··· Text passage

Wildfire Prevention Plans
In 2013, wildfires charred more than 4 million acres of the United States. Nineteen firefighters were killed in a blaze in Arizona that shifted unexpectedly, thousands were evacuated across the state of Colorado to avoid fires that ravaged the Colorado Springs area, and people across the nation watched, and worried, about where fire would spark next.
Over the past two years, Colorado has endured some of the worst wildfires in the state’s history, says Paul Cooke, director of the Colorado Division of Fire Prevention and Control. It’s too early to tell if 2014 will be another catastrophic year for the state, but even in a normal year, Cooke says, Colorado can expect roughly 30 large wildfires that will destroy more than 100,000 acres and cost more than $41 million to suppress.
To address the problem, Colorado has set an ambitious goal to keep all fires within a 100-acre barrier this year “because once you cross that 100-acre barrier, then we’re looking at multiple days of fires, we’re starting to look at real dollars in terms of fire suppression costs, and every day that the fire burns there’s more of an opportunity for injuries, deaths, and property damage,” Cooke says. To help the state meet that goal, Colorado is adopting a variety of techniques ranging from mapping to educational programs designed to help prevent fires from starting and spreading.

······
··· The input

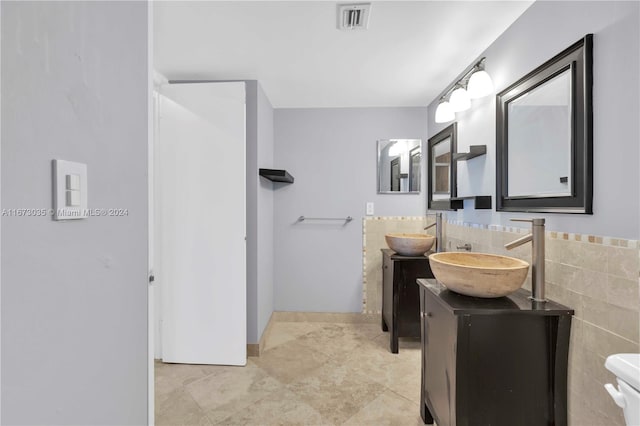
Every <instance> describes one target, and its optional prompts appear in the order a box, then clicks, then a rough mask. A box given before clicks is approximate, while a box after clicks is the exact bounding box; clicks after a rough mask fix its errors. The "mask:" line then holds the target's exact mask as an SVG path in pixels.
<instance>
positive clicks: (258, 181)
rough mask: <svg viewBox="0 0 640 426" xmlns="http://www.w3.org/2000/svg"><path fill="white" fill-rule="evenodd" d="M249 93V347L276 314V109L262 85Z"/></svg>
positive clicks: (248, 279)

······

▶ [Task instructions]:
• A. Decide whether each statement agrees with the wildfire prevention passage, answering yes or no and quoting the words that settle it: (i) In 2013, wildfires burned more than 4 million acres of the United States. (ii) Nineteen firefighters died in a blaze in Colorado. (iii) Colorado aims to keep all fires within a 100-acre barrier this year.
• B. Turn every line of the collected data rows into a JSON list of strings, with one string per line. Leave out blank lines and the pictures.
The wildfire prevention passage and the collected data rows have no connection to each other.

▶ [Problem solutions]:
• A.
(i) Yes: "In 2013, wildfires charred more than 4 million acres of the United States."
(ii) No: "Nineteen firefighters were killed in a blaze in Arizona that shifted unexpectedly."
(iii) Yes: "Colorado has set an ambitious goal to keep all fires within a 100-acre barrier this year."

• B.
[
  "Every <instance> describes one target, and its optional prompts appear in the order a box, then clicks, then a rough mask. A box given before clicks is approximate, while a box after clicks is the exact bounding box; clicks after a rough mask fix its errors. The \"mask:\" line then holds the target's exact mask as an SVG path in pixels.",
  "<instance>",
  "positive clicks: (258, 181)",
  "rough mask: <svg viewBox=\"0 0 640 426\" xmlns=\"http://www.w3.org/2000/svg\"><path fill=\"white\" fill-rule=\"evenodd\" d=\"M249 93V347L276 314V109L262 85Z\"/></svg>",
  "positive clicks: (248, 279)"
]